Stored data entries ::

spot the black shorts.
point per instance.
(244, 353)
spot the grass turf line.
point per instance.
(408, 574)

Your objective ::
Lines holding the string "spot" in the records above must be counted; give the number alone.

Task response ::
2